== Raw data ==
.....
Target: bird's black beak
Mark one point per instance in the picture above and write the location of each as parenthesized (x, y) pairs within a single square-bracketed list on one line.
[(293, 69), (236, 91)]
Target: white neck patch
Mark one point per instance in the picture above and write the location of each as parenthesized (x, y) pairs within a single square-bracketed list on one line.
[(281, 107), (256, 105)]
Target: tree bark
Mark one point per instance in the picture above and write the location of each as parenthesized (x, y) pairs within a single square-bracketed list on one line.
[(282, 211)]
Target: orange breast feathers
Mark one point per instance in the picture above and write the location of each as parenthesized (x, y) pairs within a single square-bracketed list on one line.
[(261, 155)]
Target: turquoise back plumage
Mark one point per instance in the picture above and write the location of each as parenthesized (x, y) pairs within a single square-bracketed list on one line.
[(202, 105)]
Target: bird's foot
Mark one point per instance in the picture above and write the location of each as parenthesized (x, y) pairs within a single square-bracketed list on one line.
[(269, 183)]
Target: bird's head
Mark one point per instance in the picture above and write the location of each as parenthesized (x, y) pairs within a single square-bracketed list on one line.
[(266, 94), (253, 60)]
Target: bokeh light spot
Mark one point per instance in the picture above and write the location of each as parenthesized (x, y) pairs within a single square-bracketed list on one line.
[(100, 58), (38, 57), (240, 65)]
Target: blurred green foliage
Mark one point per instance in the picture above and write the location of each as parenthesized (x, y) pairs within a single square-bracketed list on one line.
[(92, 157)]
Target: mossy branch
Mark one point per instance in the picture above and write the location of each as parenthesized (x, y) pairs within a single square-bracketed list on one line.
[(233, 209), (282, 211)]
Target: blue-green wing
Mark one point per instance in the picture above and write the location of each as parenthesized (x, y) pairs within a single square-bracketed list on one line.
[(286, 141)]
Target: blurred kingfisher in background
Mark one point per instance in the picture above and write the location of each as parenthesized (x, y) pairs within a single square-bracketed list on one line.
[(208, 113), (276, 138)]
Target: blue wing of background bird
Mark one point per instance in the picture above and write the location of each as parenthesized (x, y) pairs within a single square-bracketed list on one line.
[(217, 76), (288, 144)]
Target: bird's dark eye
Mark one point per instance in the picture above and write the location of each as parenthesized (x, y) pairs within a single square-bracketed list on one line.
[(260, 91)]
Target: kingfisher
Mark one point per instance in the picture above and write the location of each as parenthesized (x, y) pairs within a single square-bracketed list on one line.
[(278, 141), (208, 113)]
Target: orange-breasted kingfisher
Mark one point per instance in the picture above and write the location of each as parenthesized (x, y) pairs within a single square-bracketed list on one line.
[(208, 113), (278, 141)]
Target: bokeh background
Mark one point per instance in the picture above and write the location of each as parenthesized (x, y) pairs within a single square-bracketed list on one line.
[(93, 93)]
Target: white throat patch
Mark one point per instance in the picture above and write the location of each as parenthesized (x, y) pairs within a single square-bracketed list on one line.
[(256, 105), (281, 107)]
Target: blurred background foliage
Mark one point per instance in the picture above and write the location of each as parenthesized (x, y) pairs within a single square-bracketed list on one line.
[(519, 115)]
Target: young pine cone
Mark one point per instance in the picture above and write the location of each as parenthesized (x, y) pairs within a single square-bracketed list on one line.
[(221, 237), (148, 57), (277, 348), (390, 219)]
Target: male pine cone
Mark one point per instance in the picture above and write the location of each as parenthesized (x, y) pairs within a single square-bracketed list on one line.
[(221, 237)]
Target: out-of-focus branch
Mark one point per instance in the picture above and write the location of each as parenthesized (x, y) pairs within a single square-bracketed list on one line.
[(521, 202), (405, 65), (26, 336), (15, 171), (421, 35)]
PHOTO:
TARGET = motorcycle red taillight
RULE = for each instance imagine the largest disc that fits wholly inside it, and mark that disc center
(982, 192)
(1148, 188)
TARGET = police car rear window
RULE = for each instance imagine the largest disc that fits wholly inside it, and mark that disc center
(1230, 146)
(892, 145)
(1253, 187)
.....
== Work request ==
Out of the preceding entries, pull each line that contains the word "wing".

== Answer for this exercise ==
Target: blue-green wing
Target: blue wing of background bird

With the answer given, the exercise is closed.